**Text provided**
--- begin ---
Biographies \
Enders A. Robinson
If each of us was asked to nominate the Great Leaps Forward in our science, and to associate each such breakthrough with a name, all our lists would have one common entry: deconvolution, and the name of Enders A. Robinson. Today, in recognition of his immense service to geophysics, the SEG adds that name to the rolls of the Honorary Members of the Society.
In September of 1950, as a young graduate student at MIT, Enders Robinson commenced the task which would revolutionize seismics. It must have seemed very humdrum at the time; it was the digitization, with a ruler and pencil, of eight seismic records from Texas. By the spring of 1951 there were autocorrelations and spectra. No surprises there it was deconvolution which was the great unknown...Would it work on real data? It took the whole summer of 1951 to deconvolve 32 traces. The first trace (plotted, of course, by hand) looked too good to be true. But then the second, and the third...
--- end ---
**Excerpted data**
--- begin ---
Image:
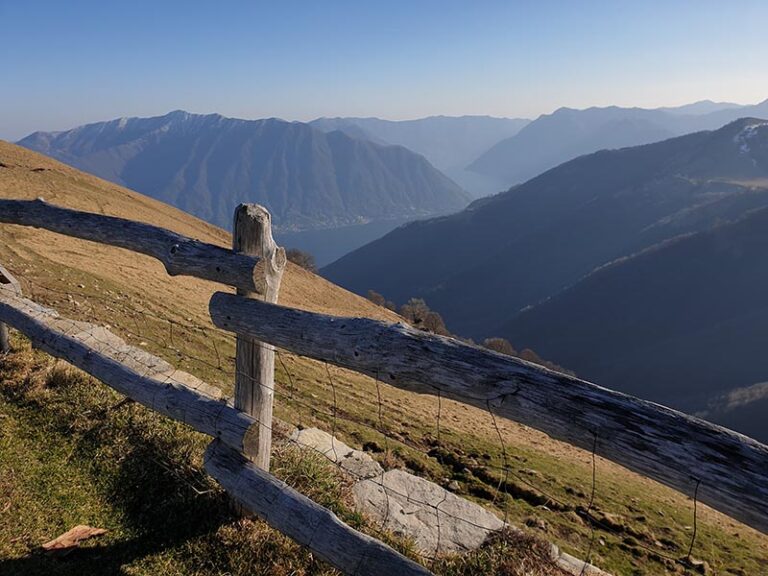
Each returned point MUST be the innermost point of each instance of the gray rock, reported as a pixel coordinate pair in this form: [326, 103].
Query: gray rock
[433, 517]
[356, 462]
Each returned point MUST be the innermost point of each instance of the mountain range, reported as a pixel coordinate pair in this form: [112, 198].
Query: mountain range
[565, 134]
[449, 143]
[307, 178]
[513, 264]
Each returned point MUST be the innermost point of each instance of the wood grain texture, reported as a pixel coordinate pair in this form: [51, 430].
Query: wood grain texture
[255, 361]
[655, 441]
[179, 254]
[8, 282]
[303, 520]
[132, 371]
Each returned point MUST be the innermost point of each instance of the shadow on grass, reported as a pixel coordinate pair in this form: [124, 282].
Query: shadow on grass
[140, 465]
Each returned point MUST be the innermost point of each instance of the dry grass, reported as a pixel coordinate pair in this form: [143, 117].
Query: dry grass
[110, 284]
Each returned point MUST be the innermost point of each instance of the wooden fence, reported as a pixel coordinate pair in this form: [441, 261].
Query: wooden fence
[731, 470]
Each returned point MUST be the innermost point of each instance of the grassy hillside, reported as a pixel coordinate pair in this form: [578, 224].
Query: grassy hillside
[704, 291]
[307, 179]
[72, 454]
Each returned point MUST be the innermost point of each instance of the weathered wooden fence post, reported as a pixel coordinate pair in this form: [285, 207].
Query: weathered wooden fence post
[254, 360]
[7, 281]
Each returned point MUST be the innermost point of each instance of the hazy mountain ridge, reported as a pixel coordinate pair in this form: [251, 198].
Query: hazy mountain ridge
[567, 133]
[681, 323]
[205, 164]
[483, 265]
[449, 143]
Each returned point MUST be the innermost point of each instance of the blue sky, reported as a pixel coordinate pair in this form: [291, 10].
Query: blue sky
[70, 62]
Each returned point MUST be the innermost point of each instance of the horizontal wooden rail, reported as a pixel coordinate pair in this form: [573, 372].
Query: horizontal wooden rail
[156, 384]
[139, 375]
[179, 254]
[300, 518]
[673, 448]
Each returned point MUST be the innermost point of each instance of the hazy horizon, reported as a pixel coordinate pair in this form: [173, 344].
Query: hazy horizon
[69, 64]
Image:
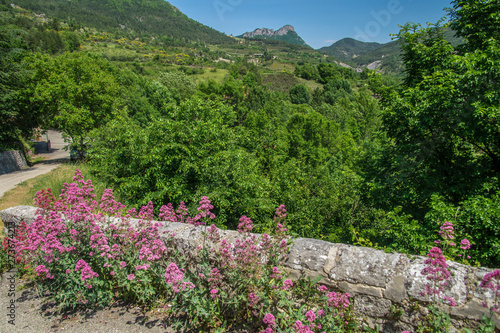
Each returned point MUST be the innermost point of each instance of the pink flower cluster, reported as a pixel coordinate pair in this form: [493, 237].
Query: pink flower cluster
[87, 272]
[491, 281]
[436, 271]
[174, 277]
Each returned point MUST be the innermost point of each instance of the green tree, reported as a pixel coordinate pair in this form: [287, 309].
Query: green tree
[299, 94]
[444, 120]
[79, 91]
[14, 119]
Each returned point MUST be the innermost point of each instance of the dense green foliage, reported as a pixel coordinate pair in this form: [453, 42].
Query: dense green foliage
[444, 122]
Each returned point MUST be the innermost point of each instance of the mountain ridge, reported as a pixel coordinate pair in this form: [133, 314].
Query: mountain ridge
[145, 17]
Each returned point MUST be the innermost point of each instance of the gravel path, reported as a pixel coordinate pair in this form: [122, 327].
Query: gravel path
[53, 159]
[30, 314]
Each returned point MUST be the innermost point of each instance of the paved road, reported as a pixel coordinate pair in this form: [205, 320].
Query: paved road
[52, 160]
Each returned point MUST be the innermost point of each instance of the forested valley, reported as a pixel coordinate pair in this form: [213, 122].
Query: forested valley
[357, 157]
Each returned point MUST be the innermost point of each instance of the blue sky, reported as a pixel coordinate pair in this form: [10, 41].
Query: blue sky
[319, 23]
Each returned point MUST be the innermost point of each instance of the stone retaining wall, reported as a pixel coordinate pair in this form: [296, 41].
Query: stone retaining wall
[387, 287]
[12, 160]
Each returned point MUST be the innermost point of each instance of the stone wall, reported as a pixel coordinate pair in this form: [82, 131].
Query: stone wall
[12, 160]
[387, 287]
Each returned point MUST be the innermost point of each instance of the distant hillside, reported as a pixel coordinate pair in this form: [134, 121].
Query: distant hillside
[385, 57]
[143, 17]
[285, 34]
[347, 49]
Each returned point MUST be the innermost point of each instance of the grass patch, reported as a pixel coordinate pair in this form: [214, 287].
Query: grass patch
[25, 191]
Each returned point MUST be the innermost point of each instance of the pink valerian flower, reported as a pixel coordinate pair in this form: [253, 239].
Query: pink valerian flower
[491, 281]
[245, 225]
[465, 244]
[146, 212]
[447, 231]
[280, 213]
[437, 273]
[109, 204]
[287, 284]
[167, 213]
[449, 301]
[311, 316]
[181, 212]
[253, 300]
[87, 272]
[204, 211]
[144, 267]
[174, 277]
[215, 277]
[42, 270]
[301, 328]
[44, 199]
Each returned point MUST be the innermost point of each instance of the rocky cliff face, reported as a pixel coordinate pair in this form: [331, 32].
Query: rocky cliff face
[269, 32]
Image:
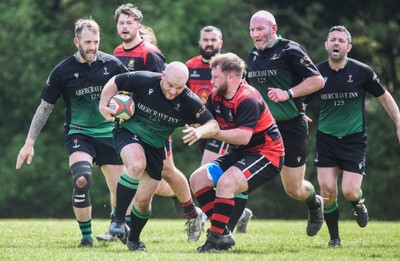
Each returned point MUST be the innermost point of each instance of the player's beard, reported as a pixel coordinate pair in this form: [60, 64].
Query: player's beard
[129, 39]
[207, 54]
[88, 56]
[221, 90]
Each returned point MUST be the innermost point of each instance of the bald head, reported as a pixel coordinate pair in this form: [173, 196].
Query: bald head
[177, 73]
[264, 15]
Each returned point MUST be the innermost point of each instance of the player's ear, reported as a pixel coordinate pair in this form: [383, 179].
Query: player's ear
[349, 47]
[76, 42]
--- end ---
**Written tasks**
(A) In the Enders A. Robinson biography, how many traces did it take the whole summer of 1951 to deconvolve?
(B) Using the Enders A. Robinson biography, decide whether each statement agrees with it. Answer yes or no for each and quote the deciding words.
(i) Robinson began the digitization work as a graduate student at MIT.
(ii) The eight seismic records he digitized came from Oklahoma.
(iii) The first deconvolved trace was plotted by machine.
(C) Carry on the Enders A. Robinson biography from its final sentence.

**Answers provided**
(A) 32 traces.

(B)
(i) Yes: "as a young graduate student at MIT, Enders Robinson commenced the task"
(ii) No: "eight seismic records from Texas"
(iii) No: "plotted, of course, by hand"

(C)
This success led to the establishment of the Geophysical Analysis Group at MIT; Enders Robinson was its first Director. The work of this group (1952-1957) had three profound effects on geophysics:
First and foremost, of course, it developed the technology of deconvolution. Although scores of researchers have since written hundreds of papers on the subject of deconvolution, almost all of the basic techniques used today remain those set out by Enders Robinson in his classic papers of the 1950's.
It forced the digital revolution. For corrections and stacking and filtering perhaps even for velocity analysis and dereverberation the industry could have continued to make progress by analog means; for statistical deconvolution the digital route was virtually the only choice.
It created a totally new respect for theory. Seismic prospecting, to that time, had been very much a practical endeavor; doodlebuggers had scant regard for mathematicians. But deconvolution worked, and deconvolution came from theory; now there was no doubt that we must listen when theory spoke.
How fortunate we were, then, that theory spoke in the person of Enders Robinson! For Enders could communicate. True, many of us would grimace a little when Enders would say in the preamble that we would need only elementary algebra, for we knew that what was elementary algebra to Enders was the threshold of pain for the rest of us. But it was always worth the effort; each knotty development would be followed by a clear verbal summary, and at the end we would understand. Thus was a whole generation of geophysicists reoriented by the writings of Enders Robinson (joined, from time to time, by a happy choice of coauthors).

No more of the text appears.